#### Hedef:
Konyaaltı Belediyesi aday adayı Halil Zengin'i anlatan haberi, son cümlesinin ardından ilerletin.

#### Seçilen metin:
##############################

Belediyecilik Sosyal Demokratların işidir

 


Bu sözler, Almanya’da uzun yıllar kalmış ve Almanların Sosyal Demokrat hareketinin içinde yer almış Konyaaltı Belediyesi aday adayı CHP’li Halil Zengin’e ait.

Bir dönem de Konyaaltı Belediyesi Meclisi’nde görev yapan Zengin, dün aday adaylığını duyurmak ve siyaset konusunda görüşlerini açıklamak üzere basın mensupları ile bir araya geldi. Halil Zengin bir işadamı, ana dili dışında 4 dil biliyor. Çağdaş Esnaf, Sanayici İşverenleri Derneği’nin (ÇAĞSİAD) kurucu başkanı. Turizm ve İnşaat Sektörü ile ilgili şirketin de başkanlığını yapıyor.

Konyaaltı Belediye Başkanlığına aday olma gerekçesini; “Daha sosyal, daha yaşanabilir, daha modern ve çağdaş bir şehir haline getirebilmek için Antalya’nın incisi Konyaaltı Belediye Başkanlığı’na aday oldum” şeklinde dile getiriyor. Nüfusu 180 bini aşan Konyaaltı için projeleri sorulunca, “Benim 180 bin projem var. İnsanlara dokunarak, onları dinleyerek, sorun ortaya çıkmadan ortak akılla ortak çözümler bularak projeleri elbirliği ile hayata geçireceğiz” diye cevaplıyor.

Seçim vaatlerine gelince, bir bir sıralıyor:

“Konyaaltı’nda çıtayı daha yukarılara çıkaracağız, halkçı Belediyecilik yapacağız, talepleri soruna dönüşmeden çözeceğiz, Dünyanın gözünü Konyaaltı’na çevireceğiz” diyor ve ekliyor:

“Belediyecilik Sosyal Demokratların işidir”

***

Halkın tabiri ile Alamancı adayımız sıra soru-cevaplara gelince yurt dışında uzun süre kalmışlığından olacak; “Oralarda hiçbir siyasetçi ne ekonomik olarak, ne de makam olarak adaylığı rant kapısı olarak görmez, göremez. Almanya’da ya da Avrupa’nın herhangi bir ülkesinde siyasetçi devlet başkanı bile olsa, halktan biri gibidir. Lokantada yan yana masalarda yemek yersiniz. Bizim Türklerden başka kimse de umursamaz. Biz birlikte fotoğraf çektiririz. Başbakanla ya da belediye başkanı, milletvekili ile birlikte kendimizi göstermek isteriz.”

Daha da ileri gidip, “Bizde demokrasi henüz oturmuş değil” dedi.

##############################

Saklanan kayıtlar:
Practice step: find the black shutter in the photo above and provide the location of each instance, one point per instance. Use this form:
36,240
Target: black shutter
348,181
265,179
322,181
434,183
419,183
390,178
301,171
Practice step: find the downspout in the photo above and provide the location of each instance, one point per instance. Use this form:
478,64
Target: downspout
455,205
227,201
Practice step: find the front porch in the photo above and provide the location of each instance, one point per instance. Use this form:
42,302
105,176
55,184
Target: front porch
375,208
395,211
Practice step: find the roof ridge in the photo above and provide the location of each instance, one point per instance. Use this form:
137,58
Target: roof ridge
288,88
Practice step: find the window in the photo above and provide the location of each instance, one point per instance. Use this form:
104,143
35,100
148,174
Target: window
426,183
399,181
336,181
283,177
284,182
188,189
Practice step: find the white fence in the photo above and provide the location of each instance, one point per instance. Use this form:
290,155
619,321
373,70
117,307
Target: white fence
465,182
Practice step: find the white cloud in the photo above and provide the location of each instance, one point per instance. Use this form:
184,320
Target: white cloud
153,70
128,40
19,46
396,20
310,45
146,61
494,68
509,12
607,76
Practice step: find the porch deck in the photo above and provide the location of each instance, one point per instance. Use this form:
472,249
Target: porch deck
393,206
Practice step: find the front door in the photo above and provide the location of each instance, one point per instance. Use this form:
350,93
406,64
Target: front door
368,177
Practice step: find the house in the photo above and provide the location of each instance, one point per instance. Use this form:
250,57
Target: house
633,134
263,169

##############################

#### Yanıt aşağıda:
Halil Zengin, anlaşılan o ki, uzun yıllar önce gelmiş ama siyasete adapte olamamış. Biz de hiçbir siyasetçi bu sözleri içinden geçirse bile söylemez, siyasi geleceği için söyleyemez.  Bizde sistem rant üzerine kurulmuştur, sisteme uyum sağlayamayan da gider…

Biz alışmışız siyasilerin konvoy halinde, önlü, arkalı koruma ordusu ile dolaşmasına, bir siyasetçinin aracını kırmızı ışıkta durdurmasını bile yadırgarız. Korumasız bir üst düzey siyasetçi lokantaya gidip ailesi ile nasıl yemek yiyebilir? Arkasında bir partili ordusu gerekir ve lokantayı doldurmalıdırlar. Yetki sahibi siyasetçiye yalakalık konusunda da üstümüze yoktur. Yalakalık bizim naturamıza işlemiştir. Giden ağam, gelen paşam da bizim felsefemizdir. Dün yalakalık yaptığımıza, bugün selam bile vermeyebiliriz. Yeni gelen bizim için en kıymetlidir.

Bunu anlatırken bir anım geldi aklıma:

Rahmetli Yener Ulusoy, belediye başkanlığı yanında ANAP’ın 41 kurucusundan biri olarak güçlüydü. Balık avlama merakı olan Ulusoy, bir ordu ile giderdi her yere. Kendi istediğinden değil, onlar istedikleri için. Balığı bir türlü tutamaz, yalakalar suya atlayıp, oltasının ucuna ölü balık takarlardı. Ardından da, balık oltadan çıkarken nameler dizer, koro halinde:

“En büyük balığı başkanım yakalar” naraları atarlardı…

***

Şimdi bizim aday adayı Halil Zengin, bu sisteme anlaşılıyor ki, bir dönemde alışamamış. Aday seçilirse “alışır” diyelim, bir de “yolun açık olsun” başka da söylenecek bir şey yok.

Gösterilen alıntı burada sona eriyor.